# YOUR TASK
Render every line of the records below as a JSON array of strings, one string per line, with blank lines omitted.
START
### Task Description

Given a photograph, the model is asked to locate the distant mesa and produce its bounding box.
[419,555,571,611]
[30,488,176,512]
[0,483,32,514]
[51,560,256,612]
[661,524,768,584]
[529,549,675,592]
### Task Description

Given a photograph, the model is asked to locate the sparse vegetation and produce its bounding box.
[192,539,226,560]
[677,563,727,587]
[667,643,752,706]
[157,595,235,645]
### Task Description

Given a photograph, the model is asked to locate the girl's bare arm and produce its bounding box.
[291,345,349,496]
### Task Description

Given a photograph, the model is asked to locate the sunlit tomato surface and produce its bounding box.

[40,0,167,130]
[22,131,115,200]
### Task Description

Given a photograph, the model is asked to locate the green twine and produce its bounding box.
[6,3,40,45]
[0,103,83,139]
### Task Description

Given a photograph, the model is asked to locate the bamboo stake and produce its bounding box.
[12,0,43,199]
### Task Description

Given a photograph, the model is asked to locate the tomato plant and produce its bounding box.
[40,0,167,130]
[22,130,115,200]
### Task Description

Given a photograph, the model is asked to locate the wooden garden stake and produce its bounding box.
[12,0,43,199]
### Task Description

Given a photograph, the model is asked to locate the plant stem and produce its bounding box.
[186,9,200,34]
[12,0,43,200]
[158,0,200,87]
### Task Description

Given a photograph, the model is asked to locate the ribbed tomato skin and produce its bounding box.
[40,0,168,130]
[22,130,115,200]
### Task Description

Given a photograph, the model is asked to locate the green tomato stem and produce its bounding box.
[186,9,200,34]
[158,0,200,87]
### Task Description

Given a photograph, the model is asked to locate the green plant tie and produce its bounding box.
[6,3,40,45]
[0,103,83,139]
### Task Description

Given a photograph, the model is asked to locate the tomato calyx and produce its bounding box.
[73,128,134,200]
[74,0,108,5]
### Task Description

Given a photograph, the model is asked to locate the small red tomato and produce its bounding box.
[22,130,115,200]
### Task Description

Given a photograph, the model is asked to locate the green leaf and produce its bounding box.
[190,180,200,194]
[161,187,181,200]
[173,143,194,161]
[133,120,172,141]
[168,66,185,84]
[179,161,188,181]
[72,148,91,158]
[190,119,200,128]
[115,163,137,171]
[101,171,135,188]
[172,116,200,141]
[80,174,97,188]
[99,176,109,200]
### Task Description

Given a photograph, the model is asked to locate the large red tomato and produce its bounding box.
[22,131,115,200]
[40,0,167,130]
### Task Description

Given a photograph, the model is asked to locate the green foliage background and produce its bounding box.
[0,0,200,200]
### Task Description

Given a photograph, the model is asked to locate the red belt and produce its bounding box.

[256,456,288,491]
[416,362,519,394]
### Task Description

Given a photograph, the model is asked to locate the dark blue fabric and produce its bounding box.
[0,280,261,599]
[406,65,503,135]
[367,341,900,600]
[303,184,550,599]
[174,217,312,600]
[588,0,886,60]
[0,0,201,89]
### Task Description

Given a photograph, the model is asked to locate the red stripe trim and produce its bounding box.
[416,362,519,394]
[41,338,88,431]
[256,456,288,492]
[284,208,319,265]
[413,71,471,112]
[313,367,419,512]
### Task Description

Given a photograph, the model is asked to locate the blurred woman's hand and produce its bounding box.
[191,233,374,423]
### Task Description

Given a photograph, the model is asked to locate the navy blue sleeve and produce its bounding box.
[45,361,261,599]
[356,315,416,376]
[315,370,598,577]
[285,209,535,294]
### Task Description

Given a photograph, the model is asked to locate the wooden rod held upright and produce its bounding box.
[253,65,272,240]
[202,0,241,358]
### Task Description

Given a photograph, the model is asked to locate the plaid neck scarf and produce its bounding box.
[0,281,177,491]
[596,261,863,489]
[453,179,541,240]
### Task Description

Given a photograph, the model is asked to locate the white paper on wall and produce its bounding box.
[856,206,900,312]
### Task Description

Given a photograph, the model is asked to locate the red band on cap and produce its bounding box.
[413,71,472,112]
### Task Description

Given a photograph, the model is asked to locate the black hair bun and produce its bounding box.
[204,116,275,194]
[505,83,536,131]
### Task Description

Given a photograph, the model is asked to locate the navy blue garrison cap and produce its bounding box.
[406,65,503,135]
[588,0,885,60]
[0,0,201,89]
END
# WORKED SOLUTION
[
  "### Task Description",
  "Given a photograph, the model is asked to locate the distant mesa and produce its bounding box.",
  "[419,555,571,611]",
  "[30,488,176,512]",
  "[0,483,32,514]",
  "[51,560,256,612]",
  "[661,524,768,584]",
  "[529,549,675,592]",
  "### Task Description",
  "Given a photograph, the model is asked to locate the sparse vegetation and produce its bounding box.",
  "[192,539,226,560]",
  "[677,563,727,587]",
  "[667,643,752,706]",
  "[157,595,235,645]",
  "### Task Description",
  "Given a photograph, the model is asked to locate the girl's bare arm and produce its bounding box.",
  "[291,345,349,496]",
  "### Task Description",
  "Given a photograph, the model is asked to locate the sunlit tomato surface and produce its bounding box.",
  "[40,0,167,130]",
  "[22,131,115,200]",
  "### Task Description",
  "Given a photograph, the model is asked to locate the green twine and produce its bounding box.",
  "[6,3,40,45]",
  "[0,103,83,139]",
  "### Task Description",
  "Given a photograph, the model is asked to locate the bamboo stake and produce its bounding box.",
  "[12,0,43,199]",
  "### Task Description",
  "Given a photograph, the model is asked to locate the tomato plant and produce its bounding box.",
  "[40,0,167,130]",
  "[22,130,115,200]",
  "### Task Description",
  "Given a photograph, the model is asked to locate the wooden garden stake and produce its bounding box.",
  "[12,0,43,199]",
  "### Task Description",
  "Given a photograph, the model is asked to locate the plant stem and produce its bounding box.",
  "[186,9,200,34]",
  "[12,0,43,200]",
  "[158,0,200,87]",
  "### Task Description",
  "Given a photograph, the model is asked to locate the ribbed tomato skin and produce its bounding box.",
  "[40,0,168,130]",
  "[22,130,115,200]",
  "### Task Description",
  "Given a photograph, the model is asked to locate the green tomato stem and produce its bounding box.",
  "[186,9,200,34]",
  "[158,0,200,87]",
  "### Task Description",
  "Given a photograph, the model is asked to locate the green plant tie and produce its bounding box.",
  "[6,3,40,45]",
  "[0,103,83,139]",
  "### Task Description",
  "Given a photograph, the model is asked to locate the tomato calyx and produce its bounding box.",
  "[73,128,134,200]",
  "[74,0,108,5]",
  "### Task Description",
  "Given a photograph, the model is asked to locate the small red tomato and produce its bounding box.",
  "[22,130,115,200]",
  "### Task Description",
  "Given a photograph, the model is asked to locate the green leaf and produce its bounding box.",
  "[190,180,200,194]",
  "[161,187,181,200]",
  "[173,143,194,161]",
  "[133,120,172,141]",
  "[168,66,185,84]",
  "[179,161,188,181]",
  "[72,148,91,158]",
  "[190,119,200,128]",
  "[115,163,137,171]",
  "[101,171,135,188]",
  "[172,116,200,141]",
  "[80,174,97,188]",
  "[99,176,109,200]",
  "### Task Description",
  "Given a photograph, the model is asked to locate the large red tomato and produce its bounding box.",
  "[22,131,115,200]",
  "[40,0,167,130]",
  "### Task Description",
  "Given a photograph, the model is asked to locate the green foliage background and produce its bounding box.",
  "[0,0,200,200]",
  "### Task Description",
  "Given a photograph, the model is asked to locate the red belt and produce its bounding box.",
  "[256,456,288,491]",
  "[416,362,519,394]",
  "### Task Description",
  "Given a photograph, the model is asked to locate the dark blue fabric and produce its bounding box.",
  "[0,280,261,599]",
  "[406,65,503,135]",
  "[367,341,900,600]",
  "[303,184,550,599]",
  "[174,217,312,600]",
  "[588,0,886,60]",
  "[0,0,201,89]",
  "### Task Description",
  "Given a photograph, the model is asked to locate the red stripe trim and produce its bounding box.",
  "[416,362,519,394]",
  "[41,338,88,431]",
  "[256,456,288,492]",
  "[284,208,319,265]",
  "[413,71,471,112]",
  "[313,367,419,512]",
  "### Task Description",
  "Given a photograph, the model is asked to locate the blurred woman's hand and produce its bounding box.",
  "[191,233,374,423]",
  "### Task Description",
  "Given a photograph, the model is asked to locate the navy blue sleeve and produce its bounding box.",
  "[45,361,261,599]",
  "[356,315,416,376]",
  "[315,370,598,577]",
  "[285,209,535,294]",
  "### Task Description",
  "Given a photograph, the model is asked to locate the wooden rod held upright and produce its bounding box.",
  "[253,65,272,240]",
  "[202,0,241,358]",
  "### Task Description",
  "Given a photograph, the model is asked to locate the plaid neck scarf and produce its bounding box.",
  "[0,281,177,491]",
  "[596,261,863,489]",
  "[453,179,541,240]",
  "### Task Description",
  "Given a photograph, the model is asked to locate the white paper on wall and produce its bounding box.",
  "[856,206,900,312]",
  "### Task Description",
  "Given a photograph, the model is asked to locate the red band on cap and produce its bounding box.",
  "[413,71,472,112]",
  "### Task Description",
  "Given a photograph, the model is asked to locate the black hair bun and produce its bounding box.",
  "[204,116,275,194]",
  "[505,83,536,131]",
  "### Task Description",
  "Given a photograph, the model is asked to locate the navy blue garrison cap and produce its bounding box.",
  "[406,65,503,135]",
  "[588,0,885,60]",
  "[0,0,201,89]"
]